(Dataset entries)
*-*-*
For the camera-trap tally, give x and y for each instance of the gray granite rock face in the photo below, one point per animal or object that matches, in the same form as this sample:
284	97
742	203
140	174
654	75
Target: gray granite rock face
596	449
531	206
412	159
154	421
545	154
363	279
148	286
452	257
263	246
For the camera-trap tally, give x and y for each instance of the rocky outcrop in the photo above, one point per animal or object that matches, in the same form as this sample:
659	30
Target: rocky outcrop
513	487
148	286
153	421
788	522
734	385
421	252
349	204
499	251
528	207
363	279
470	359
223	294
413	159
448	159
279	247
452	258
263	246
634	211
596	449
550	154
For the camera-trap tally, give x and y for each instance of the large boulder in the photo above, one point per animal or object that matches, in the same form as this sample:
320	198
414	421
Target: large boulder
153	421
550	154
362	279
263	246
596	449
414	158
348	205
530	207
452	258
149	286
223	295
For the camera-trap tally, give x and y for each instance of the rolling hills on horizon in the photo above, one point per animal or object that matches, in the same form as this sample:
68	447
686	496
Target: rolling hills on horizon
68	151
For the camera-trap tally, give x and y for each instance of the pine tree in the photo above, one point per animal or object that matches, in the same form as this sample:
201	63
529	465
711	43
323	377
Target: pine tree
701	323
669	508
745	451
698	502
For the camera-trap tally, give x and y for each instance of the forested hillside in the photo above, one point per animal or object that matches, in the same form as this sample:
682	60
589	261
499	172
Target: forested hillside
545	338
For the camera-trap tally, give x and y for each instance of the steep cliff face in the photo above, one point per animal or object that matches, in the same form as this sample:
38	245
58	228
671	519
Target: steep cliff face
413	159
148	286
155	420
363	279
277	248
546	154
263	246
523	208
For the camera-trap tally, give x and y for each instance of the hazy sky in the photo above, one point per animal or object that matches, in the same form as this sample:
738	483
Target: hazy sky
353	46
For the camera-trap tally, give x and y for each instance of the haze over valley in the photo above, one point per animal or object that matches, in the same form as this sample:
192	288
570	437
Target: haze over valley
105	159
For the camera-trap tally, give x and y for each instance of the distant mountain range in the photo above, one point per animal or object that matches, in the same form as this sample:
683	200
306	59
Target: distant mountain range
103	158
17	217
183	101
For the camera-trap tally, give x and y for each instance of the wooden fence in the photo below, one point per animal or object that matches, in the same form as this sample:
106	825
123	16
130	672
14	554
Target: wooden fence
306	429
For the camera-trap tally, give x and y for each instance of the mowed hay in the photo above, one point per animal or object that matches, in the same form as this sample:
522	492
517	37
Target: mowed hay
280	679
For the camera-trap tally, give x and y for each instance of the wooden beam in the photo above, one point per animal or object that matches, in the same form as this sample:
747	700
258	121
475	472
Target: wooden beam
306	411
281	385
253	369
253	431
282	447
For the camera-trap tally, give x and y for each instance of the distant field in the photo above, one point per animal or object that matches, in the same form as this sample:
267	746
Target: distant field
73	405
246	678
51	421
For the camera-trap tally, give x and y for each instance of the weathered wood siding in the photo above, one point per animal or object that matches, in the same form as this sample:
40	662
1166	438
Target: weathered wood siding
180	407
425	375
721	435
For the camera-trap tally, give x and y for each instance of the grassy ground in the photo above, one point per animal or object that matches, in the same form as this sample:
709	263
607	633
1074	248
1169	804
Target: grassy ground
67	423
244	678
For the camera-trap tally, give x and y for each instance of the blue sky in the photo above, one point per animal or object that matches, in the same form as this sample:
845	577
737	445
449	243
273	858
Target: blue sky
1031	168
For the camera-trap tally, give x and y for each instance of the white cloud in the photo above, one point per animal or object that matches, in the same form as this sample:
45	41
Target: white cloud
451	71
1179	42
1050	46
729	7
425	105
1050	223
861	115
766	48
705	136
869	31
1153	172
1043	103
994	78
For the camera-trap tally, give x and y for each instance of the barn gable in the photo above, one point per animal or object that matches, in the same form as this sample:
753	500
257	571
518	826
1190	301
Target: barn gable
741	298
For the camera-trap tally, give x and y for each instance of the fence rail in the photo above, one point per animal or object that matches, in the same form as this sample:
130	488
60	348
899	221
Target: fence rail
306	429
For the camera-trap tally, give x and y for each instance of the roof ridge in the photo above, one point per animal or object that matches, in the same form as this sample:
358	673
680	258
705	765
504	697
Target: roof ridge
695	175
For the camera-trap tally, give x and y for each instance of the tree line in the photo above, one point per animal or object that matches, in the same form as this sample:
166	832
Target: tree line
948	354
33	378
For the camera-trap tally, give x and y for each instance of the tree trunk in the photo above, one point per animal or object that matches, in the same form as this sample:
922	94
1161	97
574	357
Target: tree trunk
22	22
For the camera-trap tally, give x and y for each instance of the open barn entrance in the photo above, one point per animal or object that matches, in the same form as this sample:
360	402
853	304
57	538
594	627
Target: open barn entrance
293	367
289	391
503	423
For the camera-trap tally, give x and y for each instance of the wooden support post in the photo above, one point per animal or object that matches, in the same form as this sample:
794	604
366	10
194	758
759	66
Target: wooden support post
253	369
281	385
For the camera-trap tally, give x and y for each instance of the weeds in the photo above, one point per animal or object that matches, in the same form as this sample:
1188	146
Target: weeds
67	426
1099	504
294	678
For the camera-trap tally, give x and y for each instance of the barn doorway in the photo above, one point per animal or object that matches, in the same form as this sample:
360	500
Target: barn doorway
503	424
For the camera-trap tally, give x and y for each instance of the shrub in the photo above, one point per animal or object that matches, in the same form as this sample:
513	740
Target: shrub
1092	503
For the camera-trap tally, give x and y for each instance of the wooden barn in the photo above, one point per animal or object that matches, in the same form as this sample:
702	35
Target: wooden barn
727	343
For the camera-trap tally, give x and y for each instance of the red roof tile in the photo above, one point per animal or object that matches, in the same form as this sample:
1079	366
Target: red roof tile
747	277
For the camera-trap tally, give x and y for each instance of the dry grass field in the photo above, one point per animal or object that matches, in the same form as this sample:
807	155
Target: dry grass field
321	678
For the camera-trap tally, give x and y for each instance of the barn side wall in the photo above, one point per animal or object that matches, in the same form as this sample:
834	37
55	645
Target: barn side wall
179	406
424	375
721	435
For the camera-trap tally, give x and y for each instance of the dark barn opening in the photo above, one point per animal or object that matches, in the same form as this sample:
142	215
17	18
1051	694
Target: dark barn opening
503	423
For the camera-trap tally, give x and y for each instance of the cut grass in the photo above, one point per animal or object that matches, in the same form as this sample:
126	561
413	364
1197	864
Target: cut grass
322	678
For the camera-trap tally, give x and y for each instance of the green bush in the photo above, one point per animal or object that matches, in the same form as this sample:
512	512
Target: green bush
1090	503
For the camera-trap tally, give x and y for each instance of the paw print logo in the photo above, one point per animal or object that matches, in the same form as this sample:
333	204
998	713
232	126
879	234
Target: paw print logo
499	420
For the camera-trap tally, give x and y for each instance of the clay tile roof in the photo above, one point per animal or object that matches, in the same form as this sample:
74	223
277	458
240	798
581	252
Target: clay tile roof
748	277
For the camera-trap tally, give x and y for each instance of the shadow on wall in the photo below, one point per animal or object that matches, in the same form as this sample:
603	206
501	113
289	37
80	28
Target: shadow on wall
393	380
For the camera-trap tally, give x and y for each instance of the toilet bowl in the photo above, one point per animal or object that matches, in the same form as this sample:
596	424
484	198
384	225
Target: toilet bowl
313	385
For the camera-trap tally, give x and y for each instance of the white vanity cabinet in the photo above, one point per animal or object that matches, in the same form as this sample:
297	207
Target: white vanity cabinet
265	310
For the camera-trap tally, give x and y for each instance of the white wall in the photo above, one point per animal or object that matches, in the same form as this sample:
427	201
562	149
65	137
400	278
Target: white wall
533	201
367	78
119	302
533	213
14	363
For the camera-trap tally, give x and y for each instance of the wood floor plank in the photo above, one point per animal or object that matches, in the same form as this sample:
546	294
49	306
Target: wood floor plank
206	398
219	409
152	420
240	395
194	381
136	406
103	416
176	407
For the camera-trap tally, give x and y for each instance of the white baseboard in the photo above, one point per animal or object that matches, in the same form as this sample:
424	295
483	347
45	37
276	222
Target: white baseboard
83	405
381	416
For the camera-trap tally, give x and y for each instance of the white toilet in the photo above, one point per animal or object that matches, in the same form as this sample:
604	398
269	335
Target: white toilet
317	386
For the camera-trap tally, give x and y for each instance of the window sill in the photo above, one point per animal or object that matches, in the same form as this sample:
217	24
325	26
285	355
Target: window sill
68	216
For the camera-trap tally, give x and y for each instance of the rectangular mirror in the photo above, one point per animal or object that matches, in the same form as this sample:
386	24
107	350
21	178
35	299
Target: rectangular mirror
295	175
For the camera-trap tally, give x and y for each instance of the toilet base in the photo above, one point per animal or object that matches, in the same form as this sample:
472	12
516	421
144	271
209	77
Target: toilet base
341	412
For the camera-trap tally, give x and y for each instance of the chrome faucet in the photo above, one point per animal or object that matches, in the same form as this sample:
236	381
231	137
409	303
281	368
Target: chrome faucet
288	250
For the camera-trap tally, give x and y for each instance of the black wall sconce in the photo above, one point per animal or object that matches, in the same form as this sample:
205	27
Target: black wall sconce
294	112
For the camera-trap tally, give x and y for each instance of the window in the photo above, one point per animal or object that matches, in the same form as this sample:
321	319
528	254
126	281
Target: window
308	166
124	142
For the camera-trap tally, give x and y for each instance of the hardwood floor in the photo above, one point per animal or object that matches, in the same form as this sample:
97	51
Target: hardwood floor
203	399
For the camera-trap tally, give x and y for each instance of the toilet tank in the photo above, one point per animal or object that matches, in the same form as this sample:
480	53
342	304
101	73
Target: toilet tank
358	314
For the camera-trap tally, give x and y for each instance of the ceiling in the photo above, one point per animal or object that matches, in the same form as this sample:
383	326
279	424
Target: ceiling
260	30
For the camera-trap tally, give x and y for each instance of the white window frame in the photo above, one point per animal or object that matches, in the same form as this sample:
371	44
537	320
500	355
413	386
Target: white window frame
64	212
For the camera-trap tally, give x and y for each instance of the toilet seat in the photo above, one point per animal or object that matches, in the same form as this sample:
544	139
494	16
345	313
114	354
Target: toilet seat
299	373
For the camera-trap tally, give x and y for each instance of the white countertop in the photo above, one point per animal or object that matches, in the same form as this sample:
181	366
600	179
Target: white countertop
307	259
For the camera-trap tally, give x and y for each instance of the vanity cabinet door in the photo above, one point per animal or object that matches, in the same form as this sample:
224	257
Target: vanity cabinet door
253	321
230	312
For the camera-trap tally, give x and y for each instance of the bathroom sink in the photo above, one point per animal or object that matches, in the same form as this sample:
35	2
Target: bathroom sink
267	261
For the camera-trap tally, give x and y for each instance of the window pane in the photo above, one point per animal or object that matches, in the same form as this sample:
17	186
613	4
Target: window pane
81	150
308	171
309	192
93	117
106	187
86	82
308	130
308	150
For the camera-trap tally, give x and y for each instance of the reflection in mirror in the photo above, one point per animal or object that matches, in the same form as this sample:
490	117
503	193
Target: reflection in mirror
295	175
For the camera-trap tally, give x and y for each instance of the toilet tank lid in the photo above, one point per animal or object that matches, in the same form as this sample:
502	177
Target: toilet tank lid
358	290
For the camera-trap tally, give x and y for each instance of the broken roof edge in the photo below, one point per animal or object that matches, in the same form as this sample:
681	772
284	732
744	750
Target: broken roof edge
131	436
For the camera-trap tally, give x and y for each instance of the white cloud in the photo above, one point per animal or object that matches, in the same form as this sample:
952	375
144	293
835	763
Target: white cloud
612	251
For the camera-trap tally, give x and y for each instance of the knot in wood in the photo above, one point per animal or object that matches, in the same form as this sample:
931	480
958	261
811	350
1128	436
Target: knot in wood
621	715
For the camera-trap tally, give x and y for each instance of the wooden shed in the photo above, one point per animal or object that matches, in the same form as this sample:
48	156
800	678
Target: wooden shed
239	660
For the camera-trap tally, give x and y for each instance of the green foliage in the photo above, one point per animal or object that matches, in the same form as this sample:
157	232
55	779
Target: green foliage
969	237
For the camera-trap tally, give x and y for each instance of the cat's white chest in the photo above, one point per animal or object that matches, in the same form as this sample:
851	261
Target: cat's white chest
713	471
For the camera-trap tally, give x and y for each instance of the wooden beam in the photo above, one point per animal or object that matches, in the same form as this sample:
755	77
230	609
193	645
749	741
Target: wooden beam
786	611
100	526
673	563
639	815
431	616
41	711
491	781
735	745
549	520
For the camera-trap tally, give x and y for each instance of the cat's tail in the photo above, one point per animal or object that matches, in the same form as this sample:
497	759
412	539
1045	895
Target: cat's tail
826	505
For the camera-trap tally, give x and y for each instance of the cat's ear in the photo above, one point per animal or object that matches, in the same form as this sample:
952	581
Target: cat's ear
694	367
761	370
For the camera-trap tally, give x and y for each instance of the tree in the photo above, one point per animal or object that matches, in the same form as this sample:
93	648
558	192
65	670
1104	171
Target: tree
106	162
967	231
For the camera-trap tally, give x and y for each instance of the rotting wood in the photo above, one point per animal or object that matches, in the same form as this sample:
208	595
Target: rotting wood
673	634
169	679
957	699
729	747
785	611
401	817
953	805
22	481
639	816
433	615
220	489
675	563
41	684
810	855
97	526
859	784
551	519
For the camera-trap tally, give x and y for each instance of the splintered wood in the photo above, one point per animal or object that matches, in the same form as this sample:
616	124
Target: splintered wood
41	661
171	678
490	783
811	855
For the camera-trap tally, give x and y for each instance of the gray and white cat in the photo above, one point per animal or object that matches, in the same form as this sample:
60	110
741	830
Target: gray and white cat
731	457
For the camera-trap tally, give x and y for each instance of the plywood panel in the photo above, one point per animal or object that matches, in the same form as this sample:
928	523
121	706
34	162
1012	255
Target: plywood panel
*-*-*
_Exercise prompt_: Within the entries, find all lines holding "plywood" and copy each one.

_Problem solution_:
For the camera-trap tally, give x and y for each instance of the plywood panel in the photo above, one point per animal or object that matches, in the same form as this sample:
Target: plywood panel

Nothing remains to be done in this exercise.